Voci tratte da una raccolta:
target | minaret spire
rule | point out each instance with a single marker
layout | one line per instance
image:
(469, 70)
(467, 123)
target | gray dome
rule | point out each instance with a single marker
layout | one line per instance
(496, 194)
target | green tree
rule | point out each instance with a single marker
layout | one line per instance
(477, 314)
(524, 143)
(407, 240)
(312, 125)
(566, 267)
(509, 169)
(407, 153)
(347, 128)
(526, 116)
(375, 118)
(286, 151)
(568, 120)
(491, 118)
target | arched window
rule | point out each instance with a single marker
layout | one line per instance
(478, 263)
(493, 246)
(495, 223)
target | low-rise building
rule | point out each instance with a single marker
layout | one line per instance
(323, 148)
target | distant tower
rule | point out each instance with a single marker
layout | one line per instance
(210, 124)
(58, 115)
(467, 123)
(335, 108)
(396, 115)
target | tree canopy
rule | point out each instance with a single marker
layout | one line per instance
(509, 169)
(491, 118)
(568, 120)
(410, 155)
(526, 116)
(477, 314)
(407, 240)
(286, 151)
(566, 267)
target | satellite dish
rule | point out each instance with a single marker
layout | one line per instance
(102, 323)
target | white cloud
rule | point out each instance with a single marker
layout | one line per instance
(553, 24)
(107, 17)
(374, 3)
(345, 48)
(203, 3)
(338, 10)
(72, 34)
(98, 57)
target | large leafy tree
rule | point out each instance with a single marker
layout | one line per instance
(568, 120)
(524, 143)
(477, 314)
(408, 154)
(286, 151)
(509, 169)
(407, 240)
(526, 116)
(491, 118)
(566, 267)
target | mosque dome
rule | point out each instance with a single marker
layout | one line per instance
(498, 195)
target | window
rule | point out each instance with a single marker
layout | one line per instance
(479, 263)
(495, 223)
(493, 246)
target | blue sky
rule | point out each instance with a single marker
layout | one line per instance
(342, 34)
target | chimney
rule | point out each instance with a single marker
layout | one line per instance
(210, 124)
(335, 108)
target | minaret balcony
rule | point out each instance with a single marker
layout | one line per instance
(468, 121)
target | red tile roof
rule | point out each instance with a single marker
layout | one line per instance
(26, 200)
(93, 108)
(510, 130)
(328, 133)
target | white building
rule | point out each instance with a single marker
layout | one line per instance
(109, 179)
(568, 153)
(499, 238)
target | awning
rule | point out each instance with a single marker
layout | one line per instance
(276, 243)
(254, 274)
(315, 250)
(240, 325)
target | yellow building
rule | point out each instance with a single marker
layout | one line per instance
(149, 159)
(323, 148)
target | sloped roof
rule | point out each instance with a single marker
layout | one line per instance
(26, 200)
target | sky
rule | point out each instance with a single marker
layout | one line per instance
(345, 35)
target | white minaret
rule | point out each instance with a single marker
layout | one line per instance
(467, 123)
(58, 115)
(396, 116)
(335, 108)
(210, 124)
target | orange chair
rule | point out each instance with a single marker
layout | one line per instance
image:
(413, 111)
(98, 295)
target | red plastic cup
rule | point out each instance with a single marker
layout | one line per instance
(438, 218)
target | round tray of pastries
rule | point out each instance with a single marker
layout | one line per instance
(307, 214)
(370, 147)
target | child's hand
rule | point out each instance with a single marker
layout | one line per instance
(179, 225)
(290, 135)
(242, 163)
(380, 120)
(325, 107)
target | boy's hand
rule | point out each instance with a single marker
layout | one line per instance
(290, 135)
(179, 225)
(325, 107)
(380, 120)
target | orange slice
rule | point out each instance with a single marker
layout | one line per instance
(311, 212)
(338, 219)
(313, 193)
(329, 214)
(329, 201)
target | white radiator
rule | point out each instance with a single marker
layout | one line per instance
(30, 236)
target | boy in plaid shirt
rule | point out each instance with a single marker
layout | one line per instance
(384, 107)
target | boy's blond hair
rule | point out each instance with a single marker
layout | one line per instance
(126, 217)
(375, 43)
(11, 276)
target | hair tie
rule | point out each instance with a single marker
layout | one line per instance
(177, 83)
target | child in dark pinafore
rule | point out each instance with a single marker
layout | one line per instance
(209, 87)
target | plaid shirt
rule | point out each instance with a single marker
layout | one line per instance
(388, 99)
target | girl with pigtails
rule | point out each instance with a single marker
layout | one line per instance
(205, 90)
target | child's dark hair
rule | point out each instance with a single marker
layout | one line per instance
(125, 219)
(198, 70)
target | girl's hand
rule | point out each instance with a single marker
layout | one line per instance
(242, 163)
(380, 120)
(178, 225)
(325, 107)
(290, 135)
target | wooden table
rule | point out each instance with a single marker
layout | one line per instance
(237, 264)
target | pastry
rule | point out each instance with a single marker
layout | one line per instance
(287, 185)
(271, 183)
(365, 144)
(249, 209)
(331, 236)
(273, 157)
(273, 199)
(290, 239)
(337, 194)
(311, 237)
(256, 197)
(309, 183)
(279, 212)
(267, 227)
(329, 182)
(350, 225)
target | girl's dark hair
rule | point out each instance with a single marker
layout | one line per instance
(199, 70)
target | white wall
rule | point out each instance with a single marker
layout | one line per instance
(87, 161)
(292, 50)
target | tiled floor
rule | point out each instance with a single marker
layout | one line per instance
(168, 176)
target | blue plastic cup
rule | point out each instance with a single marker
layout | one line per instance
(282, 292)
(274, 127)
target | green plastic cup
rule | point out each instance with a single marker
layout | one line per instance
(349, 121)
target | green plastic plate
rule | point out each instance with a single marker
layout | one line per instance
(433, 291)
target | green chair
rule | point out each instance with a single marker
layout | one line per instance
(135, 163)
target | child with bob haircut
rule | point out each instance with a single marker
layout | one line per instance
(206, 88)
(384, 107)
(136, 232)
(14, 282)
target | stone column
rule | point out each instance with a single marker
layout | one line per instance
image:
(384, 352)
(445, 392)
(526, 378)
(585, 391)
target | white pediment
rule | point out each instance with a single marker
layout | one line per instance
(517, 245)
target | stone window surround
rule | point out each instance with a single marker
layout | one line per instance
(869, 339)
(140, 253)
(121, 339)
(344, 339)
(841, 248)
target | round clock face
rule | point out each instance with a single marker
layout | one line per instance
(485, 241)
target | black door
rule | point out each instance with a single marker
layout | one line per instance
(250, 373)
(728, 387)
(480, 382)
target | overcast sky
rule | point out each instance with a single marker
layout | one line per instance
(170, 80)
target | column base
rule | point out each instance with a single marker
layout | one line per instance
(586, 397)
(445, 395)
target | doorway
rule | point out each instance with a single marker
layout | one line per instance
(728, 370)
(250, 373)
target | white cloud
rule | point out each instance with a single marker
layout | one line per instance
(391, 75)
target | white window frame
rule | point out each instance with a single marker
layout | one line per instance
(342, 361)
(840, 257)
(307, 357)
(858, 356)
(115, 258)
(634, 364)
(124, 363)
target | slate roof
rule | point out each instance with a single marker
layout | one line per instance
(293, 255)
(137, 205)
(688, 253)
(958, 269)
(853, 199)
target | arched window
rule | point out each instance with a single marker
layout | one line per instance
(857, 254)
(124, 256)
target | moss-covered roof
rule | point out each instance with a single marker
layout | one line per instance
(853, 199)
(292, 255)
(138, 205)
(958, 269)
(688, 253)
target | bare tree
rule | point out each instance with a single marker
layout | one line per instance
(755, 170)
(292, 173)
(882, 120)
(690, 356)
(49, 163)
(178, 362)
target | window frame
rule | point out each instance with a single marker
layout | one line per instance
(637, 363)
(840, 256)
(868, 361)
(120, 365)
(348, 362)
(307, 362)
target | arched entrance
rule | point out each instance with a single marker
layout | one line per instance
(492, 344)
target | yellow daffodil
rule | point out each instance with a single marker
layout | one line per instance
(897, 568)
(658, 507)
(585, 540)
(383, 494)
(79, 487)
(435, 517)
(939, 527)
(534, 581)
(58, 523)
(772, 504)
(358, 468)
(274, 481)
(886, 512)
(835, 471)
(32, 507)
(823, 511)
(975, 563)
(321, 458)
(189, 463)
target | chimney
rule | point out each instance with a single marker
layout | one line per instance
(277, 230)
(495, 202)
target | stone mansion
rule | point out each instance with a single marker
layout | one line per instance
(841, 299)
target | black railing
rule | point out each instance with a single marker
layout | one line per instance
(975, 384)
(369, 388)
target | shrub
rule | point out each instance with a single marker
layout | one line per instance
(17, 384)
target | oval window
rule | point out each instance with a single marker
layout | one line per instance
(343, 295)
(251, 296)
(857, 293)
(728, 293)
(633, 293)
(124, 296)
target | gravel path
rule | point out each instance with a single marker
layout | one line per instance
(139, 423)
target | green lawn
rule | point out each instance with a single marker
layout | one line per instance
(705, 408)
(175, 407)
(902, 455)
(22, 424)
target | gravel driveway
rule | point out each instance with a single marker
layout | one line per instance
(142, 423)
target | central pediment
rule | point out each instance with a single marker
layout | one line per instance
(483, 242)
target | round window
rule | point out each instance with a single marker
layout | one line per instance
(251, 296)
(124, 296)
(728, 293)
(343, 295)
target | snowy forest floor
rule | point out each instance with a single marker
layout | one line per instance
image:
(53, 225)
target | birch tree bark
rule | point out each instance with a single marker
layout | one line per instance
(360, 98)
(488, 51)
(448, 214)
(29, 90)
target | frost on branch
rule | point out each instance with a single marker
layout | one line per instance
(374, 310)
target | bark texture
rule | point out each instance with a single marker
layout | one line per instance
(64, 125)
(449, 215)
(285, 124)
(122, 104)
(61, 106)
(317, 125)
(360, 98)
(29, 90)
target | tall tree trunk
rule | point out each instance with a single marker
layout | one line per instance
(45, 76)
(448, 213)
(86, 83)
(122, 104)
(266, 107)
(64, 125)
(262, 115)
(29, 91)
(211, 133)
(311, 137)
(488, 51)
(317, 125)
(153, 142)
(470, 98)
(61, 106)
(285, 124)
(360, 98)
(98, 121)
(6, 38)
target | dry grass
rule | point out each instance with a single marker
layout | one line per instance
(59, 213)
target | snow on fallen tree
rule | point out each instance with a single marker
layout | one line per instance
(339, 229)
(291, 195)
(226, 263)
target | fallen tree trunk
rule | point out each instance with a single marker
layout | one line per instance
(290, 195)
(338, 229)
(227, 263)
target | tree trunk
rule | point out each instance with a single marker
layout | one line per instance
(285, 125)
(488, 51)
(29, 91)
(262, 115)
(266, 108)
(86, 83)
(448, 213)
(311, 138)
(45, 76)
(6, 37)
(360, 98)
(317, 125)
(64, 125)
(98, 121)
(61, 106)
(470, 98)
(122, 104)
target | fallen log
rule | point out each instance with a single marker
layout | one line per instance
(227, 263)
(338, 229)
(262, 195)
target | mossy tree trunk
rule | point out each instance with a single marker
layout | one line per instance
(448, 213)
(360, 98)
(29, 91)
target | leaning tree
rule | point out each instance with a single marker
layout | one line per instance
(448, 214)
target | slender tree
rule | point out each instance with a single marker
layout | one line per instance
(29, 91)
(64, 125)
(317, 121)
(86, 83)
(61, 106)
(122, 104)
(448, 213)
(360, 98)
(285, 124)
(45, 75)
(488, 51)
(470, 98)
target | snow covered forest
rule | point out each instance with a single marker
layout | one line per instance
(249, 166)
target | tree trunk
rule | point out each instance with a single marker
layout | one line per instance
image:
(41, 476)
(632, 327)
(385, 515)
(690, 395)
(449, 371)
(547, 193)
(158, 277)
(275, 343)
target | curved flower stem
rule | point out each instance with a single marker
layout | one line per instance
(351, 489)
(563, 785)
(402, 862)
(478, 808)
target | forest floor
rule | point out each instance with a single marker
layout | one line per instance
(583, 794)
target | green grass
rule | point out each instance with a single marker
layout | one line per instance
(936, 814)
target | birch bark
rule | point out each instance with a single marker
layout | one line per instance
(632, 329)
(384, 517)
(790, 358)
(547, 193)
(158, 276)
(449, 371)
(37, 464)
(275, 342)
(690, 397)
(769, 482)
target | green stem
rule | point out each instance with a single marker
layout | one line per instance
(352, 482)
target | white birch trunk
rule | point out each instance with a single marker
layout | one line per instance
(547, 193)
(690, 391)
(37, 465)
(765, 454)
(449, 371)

# Obiettivo del compito:
Trascrivi fedelmente le righe delle voci partendo da quella che contiene "target | green stem" e arrivando alla fine delle voci, estremi compresi.

# Risposta al compito:
target | green stem
rule | point out each instance with a single marker
layout | one line per instance
(352, 482)
target | white birch trunk
rule | point out each instance with a single marker
layout | one line per instance
(547, 193)
(690, 391)
(37, 465)
(765, 454)
(449, 371)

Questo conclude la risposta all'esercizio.